### What needs to be done
Write out each of the following records line for line, with no changes.

+++++

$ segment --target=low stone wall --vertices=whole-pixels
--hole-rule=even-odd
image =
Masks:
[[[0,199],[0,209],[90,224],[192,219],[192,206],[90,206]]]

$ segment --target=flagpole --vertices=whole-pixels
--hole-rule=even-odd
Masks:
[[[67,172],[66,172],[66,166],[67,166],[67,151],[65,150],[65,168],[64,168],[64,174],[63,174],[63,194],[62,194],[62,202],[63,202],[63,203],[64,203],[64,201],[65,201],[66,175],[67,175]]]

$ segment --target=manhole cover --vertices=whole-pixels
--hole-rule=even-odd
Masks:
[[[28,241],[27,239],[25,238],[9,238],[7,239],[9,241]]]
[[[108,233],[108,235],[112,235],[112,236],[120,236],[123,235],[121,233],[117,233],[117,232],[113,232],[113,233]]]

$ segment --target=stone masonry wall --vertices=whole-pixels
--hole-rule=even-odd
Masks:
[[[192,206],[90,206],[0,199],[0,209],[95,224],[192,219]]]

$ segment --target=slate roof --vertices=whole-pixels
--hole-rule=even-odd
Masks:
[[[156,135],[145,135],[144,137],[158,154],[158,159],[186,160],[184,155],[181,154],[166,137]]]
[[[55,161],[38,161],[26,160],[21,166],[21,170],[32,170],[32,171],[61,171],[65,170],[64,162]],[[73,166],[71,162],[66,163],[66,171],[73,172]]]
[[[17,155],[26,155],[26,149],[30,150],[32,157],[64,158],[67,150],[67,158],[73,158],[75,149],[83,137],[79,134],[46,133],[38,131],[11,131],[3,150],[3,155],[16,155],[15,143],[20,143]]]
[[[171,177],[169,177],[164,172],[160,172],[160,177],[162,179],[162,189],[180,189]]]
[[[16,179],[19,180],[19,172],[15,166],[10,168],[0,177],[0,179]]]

+++++

### Finished exercise
$ segment --target=low stone wall --vertices=whole-pixels
--hole-rule=even-odd
image =
Masks:
[[[0,199],[0,209],[90,224],[192,219],[192,206],[90,206]]]

$ segment --target=flagpole --vertices=whole-pixels
--hole-rule=even-odd
Masks:
[[[67,172],[66,172],[66,166],[67,166],[67,151],[65,150],[65,168],[64,168],[64,174],[63,174],[63,194],[62,194],[62,202],[63,202],[63,203],[64,203],[64,201],[65,201],[66,175],[67,175]]]

$ segment --target=manhole cover --vertices=whole-pixels
--hole-rule=even-odd
Masks:
[[[28,241],[27,239],[25,238],[9,238],[7,239],[9,241]]]
[[[108,233],[108,235],[112,235],[112,236],[120,236],[123,235],[121,233],[117,233],[117,232],[113,232],[113,233]]]

$ segment --target=stone masonry wall --vertices=whole-pixels
--hole-rule=even-odd
Masks:
[[[192,206],[90,206],[0,199],[0,209],[95,224],[192,219]]]

$ segment --target=slate roof --vertices=whole-pixels
--hole-rule=even-odd
Masks:
[[[156,135],[145,135],[144,137],[158,154],[158,159],[186,160],[184,155],[181,154],[166,137]]]
[[[55,161],[38,161],[26,160],[21,166],[21,170],[32,170],[32,171],[61,171],[65,170],[64,162]],[[73,166],[71,162],[66,163],[66,171],[73,172]]]
[[[17,155],[26,155],[26,149],[30,150],[32,157],[64,158],[67,150],[67,158],[73,158],[75,149],[83,137],[79,134],[46,133],[38,131],[11,131],[3,150],[3,155],[16,155],[15,143],[20,143]]]
[[[171,177],[169,177],[164,172],[160,172],[160,177],[162,179],[162,189],[180,189]]]
[[[16,179],[19,180],[19,172],[15,166],[10,168],[0,177],[0,179]]]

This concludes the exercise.